§ **Tarefas**
- A) Liste todas as expressões que o texto sobre a visão de túnel coloca entre aspas.
- B) Por favor, continue o texto sobre a visão de túnel a partir da última frase apresentada.

§ **Trecho selecionado**
----
Como psicoterapeuta e como consultor em empresas, não é raro encontrar situações em que a posição de pais e executivos foca apenas no resultado, sem considerar suas causas de forma apropriada. É o que denomino “visão de túnel”, adaptando definição utilizada por Smith em outro contexto¹.

Mães e pais querem o sucesso de seus filhos. Quando o adolescente vai mal na escola e ameaça não passar de ano, o sinal de alerta é disparado e os pais correm para contratar aulas particulares em tempo de evitar a temível “bomba”. A exigência aumenta, a pressão é maior, a cobrança é inevitável. Pais passam a vigiar se o jovem está à toa, perdendo tempo no celular enquanto poderia estar estudando. Poucos educadores se dão ao trabalho de investigar as causas do fracasso escolar. Inferem apressadamente que se trata de malandragem, já que seu filho ou sua filha é “super inteligente”. Todo o foco está concentrado nas notas das provas e no boletim. A meta final é o que interessa. E será até objeto de prêmio no caso de ser alcançada. O que importa é encontrar a saída do túnel escuro. A percepção está enviesada pela visão de túnel.
----
(Listagem de dados)
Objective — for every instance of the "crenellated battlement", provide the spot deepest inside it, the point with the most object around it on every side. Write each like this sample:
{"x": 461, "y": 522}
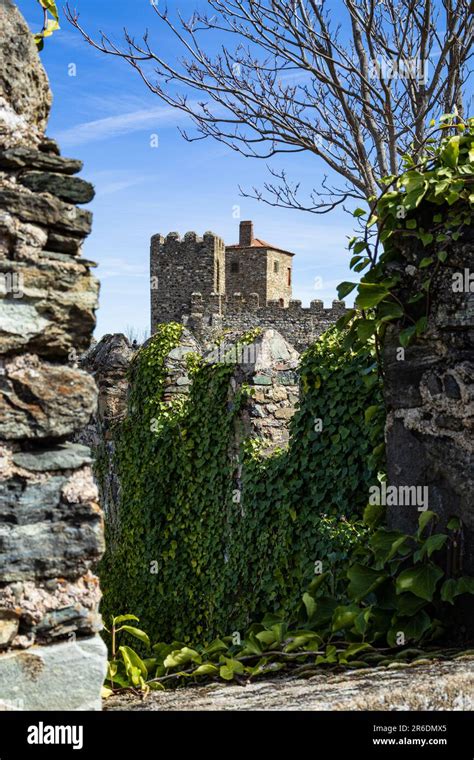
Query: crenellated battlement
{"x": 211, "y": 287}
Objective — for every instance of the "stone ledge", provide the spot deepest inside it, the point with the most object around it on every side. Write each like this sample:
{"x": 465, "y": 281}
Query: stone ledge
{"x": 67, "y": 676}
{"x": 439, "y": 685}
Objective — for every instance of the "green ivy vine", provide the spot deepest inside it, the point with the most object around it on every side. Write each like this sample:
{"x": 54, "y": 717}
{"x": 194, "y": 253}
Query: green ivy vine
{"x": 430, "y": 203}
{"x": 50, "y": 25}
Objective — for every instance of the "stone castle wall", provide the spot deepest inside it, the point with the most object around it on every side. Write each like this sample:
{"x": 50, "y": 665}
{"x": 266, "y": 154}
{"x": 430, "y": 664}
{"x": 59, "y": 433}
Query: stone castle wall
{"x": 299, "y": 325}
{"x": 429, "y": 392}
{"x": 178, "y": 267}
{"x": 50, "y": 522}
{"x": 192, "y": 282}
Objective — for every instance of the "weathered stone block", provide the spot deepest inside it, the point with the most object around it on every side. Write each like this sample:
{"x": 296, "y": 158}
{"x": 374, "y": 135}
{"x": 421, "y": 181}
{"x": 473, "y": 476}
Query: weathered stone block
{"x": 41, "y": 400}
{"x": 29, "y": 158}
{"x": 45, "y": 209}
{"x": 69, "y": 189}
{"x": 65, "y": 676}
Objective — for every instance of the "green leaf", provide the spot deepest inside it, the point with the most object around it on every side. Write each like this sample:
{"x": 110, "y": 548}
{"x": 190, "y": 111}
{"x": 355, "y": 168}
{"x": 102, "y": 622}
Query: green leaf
----
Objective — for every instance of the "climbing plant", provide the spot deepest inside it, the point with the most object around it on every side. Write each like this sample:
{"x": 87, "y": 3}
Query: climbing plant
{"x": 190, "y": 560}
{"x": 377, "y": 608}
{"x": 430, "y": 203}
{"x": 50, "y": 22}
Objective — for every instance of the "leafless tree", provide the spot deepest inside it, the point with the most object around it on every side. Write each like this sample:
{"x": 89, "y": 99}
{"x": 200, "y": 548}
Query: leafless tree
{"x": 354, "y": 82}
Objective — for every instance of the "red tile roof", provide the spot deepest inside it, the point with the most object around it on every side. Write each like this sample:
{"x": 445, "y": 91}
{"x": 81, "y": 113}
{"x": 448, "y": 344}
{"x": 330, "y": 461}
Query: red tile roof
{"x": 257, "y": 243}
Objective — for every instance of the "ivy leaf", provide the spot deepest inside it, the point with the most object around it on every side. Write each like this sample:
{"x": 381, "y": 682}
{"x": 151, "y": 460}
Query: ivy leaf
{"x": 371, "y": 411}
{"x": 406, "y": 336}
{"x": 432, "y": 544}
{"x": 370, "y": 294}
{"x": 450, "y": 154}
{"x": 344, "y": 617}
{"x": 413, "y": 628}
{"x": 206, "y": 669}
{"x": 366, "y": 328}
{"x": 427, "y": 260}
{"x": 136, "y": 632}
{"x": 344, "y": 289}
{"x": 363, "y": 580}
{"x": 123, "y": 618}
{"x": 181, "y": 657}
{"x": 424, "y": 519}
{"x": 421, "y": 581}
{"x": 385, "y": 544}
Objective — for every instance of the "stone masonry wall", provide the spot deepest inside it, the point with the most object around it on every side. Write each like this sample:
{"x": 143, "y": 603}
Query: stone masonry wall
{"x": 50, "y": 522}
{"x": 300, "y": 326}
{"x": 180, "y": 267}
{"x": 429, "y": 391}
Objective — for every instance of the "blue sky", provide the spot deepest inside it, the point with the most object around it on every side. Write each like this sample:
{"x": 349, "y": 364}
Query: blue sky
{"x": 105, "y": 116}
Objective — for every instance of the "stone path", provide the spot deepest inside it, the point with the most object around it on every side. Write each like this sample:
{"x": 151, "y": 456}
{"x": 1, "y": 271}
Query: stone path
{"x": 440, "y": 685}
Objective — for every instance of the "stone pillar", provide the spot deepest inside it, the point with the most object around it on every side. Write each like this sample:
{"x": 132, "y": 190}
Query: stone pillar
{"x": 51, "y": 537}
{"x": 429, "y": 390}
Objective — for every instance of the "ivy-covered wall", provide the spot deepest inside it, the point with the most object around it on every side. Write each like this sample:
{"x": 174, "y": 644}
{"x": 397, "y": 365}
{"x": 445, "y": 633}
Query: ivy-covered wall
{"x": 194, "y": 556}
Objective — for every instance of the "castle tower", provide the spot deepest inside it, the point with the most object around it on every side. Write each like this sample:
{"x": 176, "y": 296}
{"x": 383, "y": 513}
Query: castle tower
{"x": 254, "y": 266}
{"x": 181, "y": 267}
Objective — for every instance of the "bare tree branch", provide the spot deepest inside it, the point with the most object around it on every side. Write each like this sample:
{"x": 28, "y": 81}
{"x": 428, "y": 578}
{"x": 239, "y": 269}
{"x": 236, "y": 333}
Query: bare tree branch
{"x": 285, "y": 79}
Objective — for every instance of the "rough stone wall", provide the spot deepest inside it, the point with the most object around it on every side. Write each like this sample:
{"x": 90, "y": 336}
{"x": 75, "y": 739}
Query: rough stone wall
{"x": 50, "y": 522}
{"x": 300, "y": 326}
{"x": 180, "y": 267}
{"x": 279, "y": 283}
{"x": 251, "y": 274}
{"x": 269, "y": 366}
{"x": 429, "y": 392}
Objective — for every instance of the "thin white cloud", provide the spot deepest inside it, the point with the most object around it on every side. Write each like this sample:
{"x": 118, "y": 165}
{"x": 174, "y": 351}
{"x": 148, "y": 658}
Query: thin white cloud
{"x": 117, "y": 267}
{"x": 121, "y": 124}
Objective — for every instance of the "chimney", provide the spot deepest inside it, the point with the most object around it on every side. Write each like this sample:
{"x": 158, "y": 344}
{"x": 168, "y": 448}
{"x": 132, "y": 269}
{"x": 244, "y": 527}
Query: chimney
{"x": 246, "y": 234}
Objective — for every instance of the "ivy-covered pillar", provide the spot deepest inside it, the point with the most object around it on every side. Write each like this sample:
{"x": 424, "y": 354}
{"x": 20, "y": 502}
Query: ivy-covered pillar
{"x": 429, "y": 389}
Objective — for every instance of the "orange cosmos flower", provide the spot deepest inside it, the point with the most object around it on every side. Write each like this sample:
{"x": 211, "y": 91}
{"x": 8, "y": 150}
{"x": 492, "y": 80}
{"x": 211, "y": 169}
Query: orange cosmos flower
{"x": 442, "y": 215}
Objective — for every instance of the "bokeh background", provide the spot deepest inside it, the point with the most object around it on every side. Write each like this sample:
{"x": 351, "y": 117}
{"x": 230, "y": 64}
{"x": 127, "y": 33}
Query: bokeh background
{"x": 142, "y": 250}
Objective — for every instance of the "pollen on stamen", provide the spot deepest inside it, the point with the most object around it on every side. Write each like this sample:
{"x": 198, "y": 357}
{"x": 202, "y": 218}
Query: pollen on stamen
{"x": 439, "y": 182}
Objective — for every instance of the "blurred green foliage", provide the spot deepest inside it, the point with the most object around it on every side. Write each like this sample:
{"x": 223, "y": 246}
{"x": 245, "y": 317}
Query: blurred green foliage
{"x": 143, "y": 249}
----
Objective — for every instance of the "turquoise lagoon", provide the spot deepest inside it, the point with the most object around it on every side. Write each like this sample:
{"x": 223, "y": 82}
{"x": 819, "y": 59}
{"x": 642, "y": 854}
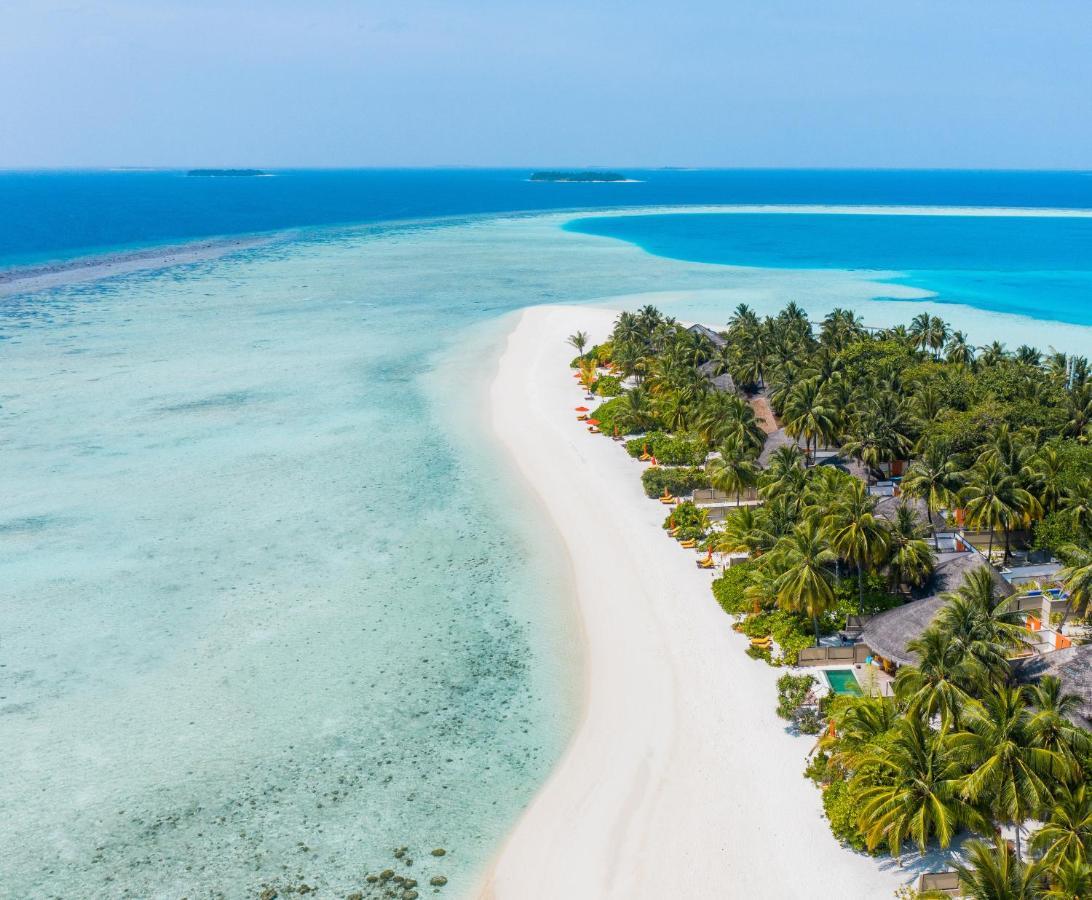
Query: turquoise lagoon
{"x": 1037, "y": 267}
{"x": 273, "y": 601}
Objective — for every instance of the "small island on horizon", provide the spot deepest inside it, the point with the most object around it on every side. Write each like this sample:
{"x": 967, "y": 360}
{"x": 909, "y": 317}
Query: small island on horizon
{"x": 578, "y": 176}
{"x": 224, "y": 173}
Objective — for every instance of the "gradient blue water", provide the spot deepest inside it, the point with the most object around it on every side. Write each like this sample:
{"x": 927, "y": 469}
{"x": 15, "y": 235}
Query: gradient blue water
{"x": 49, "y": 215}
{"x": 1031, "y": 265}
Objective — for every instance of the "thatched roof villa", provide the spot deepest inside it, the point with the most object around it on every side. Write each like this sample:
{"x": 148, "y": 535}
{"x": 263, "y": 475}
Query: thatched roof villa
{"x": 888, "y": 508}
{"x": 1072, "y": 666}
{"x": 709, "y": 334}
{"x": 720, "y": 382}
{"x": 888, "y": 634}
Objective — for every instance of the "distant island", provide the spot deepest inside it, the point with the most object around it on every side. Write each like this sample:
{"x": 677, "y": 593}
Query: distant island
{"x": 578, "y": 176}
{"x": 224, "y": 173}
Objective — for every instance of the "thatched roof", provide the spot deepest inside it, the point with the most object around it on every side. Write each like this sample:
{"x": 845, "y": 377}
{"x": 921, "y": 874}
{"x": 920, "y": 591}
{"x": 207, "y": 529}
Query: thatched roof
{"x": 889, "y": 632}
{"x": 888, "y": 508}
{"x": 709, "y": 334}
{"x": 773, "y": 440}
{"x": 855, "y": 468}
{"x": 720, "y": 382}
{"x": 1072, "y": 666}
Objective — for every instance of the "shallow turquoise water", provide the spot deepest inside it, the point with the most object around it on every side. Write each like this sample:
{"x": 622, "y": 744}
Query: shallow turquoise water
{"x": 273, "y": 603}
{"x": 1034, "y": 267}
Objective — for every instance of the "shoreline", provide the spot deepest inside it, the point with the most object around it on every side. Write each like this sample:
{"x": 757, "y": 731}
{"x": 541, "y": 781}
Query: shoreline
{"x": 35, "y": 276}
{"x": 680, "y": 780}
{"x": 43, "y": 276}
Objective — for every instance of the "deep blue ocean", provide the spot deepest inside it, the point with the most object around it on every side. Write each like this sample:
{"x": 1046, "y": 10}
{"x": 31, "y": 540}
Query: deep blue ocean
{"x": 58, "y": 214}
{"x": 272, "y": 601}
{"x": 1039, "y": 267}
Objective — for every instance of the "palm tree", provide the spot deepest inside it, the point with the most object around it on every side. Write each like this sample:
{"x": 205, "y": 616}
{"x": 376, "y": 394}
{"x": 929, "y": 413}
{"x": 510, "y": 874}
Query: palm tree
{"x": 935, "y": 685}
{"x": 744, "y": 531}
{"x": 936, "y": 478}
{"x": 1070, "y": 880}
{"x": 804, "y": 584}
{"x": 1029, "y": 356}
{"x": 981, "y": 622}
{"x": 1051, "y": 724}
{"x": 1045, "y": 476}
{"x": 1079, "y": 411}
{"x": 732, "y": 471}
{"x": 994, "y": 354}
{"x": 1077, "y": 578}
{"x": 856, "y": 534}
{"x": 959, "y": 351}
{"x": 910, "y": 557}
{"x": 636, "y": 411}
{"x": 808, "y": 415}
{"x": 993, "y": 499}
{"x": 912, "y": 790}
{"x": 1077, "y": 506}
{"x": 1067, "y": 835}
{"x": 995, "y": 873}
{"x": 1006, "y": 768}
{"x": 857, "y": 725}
----
§ **Respostas escritas**
- A)
- visão de túnel
- bomba
- super inteligente

- B)
Situação semelhante ocorre em empresas que não estão entregando os resultados esperados pelos acionistas. Os executivos são pressionados a aumentar o nível de controle sobre os seus subordinados, as medições da produção passam a ser diárias ou até mesmo por turnos de trabalho. Campanhas são disparadas de forma a conscientizar e motivar os trabalhadores a se superarem em busca da meta. Todo o foco está concentrado nos números finais da produção ou das vendas. E, claro, na distribuição de lucros e resultados, no caso do atingimento das metas. Assim como os pais desesperados com a possível repetência do filho, os executivos miram obstinadamente o alcance dos resultados planejados: visão de túnel.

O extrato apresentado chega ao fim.